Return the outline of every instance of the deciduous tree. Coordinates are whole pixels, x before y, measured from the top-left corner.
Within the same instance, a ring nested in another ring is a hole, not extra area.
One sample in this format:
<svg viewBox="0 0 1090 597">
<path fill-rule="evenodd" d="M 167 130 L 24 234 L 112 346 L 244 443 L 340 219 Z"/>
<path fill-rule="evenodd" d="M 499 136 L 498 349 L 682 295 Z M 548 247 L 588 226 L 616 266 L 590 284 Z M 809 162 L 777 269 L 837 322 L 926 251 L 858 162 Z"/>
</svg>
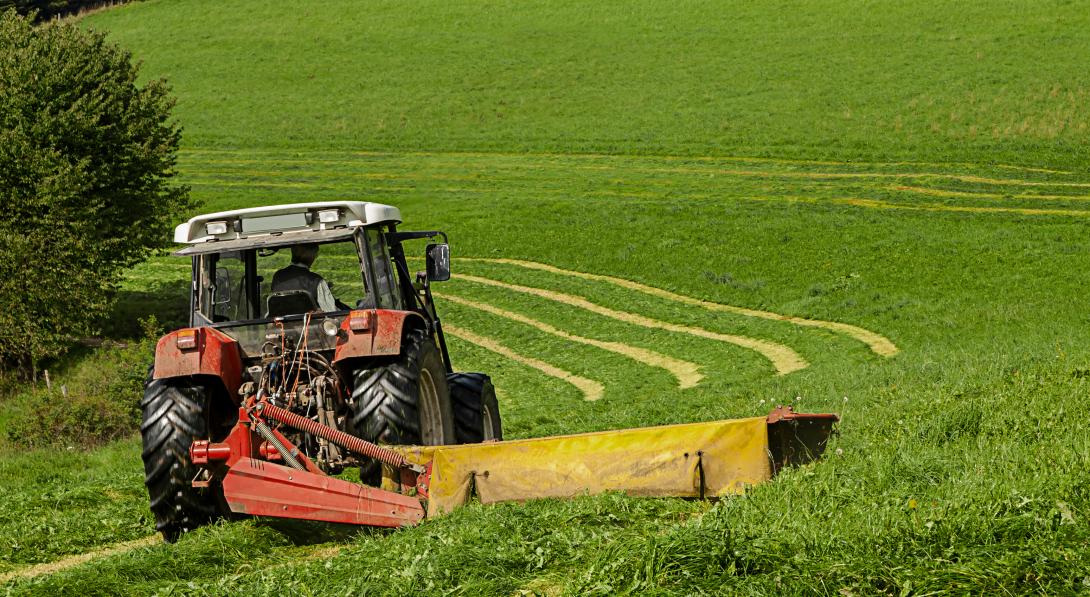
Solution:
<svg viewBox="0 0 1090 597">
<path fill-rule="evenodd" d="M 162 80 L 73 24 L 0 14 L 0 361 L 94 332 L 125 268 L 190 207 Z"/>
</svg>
______
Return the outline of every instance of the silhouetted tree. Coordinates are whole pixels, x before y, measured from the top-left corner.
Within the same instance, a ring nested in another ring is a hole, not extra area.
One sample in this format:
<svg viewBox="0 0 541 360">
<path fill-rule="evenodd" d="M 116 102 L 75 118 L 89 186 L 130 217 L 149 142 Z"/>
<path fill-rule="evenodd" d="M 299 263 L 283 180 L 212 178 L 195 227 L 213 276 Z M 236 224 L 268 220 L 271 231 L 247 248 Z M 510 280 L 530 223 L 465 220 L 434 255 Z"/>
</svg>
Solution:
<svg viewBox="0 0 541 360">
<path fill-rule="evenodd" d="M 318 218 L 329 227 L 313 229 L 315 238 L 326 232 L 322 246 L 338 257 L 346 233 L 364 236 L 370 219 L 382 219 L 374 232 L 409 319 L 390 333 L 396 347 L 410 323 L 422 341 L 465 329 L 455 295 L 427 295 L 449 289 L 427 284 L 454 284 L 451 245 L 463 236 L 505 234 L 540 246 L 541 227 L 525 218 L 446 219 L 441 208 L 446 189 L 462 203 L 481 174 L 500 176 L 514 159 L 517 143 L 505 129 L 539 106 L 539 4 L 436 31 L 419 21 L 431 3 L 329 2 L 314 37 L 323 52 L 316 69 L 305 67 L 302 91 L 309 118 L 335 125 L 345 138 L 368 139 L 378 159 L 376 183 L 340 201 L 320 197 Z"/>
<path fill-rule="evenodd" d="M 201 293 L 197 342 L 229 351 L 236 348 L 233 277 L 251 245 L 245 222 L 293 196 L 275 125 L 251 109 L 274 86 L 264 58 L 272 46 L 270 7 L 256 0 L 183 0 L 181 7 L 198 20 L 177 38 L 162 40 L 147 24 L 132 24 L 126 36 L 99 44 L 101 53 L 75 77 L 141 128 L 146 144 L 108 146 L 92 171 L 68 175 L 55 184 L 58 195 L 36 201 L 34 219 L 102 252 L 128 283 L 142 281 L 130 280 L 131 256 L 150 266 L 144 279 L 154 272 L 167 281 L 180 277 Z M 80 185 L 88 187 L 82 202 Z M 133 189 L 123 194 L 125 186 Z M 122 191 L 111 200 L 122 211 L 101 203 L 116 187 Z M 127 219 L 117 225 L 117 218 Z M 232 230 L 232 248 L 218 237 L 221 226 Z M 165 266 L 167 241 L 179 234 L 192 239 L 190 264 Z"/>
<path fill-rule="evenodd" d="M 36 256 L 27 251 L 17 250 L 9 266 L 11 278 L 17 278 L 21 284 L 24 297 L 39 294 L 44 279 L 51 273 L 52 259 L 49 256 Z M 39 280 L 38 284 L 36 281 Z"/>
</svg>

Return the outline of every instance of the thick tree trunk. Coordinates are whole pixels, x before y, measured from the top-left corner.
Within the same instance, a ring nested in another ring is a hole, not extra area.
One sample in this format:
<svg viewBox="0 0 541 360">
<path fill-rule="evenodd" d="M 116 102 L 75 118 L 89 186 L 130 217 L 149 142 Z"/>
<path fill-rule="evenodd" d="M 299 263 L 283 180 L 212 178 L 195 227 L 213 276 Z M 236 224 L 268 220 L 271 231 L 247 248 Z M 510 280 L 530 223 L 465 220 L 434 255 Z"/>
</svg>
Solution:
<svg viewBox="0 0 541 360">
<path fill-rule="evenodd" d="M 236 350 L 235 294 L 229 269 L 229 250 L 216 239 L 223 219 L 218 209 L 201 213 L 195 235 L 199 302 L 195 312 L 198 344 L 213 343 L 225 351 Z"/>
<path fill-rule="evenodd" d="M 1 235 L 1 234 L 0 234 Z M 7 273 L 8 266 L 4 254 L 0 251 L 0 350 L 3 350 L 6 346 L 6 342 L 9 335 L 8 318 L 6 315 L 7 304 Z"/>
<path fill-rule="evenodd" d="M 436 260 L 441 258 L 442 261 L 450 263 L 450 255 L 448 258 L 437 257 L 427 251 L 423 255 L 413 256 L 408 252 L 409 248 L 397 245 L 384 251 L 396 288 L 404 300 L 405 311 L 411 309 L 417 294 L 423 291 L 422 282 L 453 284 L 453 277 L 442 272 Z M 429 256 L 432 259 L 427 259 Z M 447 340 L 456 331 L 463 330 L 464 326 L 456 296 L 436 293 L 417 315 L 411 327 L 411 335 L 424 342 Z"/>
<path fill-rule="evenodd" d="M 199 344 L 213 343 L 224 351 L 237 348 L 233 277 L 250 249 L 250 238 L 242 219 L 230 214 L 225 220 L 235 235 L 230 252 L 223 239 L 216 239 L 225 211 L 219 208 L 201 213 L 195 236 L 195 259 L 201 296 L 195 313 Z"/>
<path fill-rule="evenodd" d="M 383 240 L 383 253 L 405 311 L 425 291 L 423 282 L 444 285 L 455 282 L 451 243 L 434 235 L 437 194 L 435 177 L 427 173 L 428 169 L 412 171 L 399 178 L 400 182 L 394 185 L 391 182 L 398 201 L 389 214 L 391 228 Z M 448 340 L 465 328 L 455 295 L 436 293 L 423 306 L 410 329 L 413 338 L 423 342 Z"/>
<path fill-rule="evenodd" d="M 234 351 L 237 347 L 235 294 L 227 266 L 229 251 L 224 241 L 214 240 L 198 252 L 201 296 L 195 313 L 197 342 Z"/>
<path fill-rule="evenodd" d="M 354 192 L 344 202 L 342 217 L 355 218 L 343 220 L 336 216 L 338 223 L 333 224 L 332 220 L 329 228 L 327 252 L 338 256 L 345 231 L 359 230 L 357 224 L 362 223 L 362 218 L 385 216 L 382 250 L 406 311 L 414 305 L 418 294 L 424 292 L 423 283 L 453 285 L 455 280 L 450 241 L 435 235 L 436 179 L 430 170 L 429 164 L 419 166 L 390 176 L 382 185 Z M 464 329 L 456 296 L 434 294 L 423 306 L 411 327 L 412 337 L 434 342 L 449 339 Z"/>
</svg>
______
**Task prompt**:
Go through the data line by line and work out how many lines contain "every". Give only that number.

**Answer section**:
3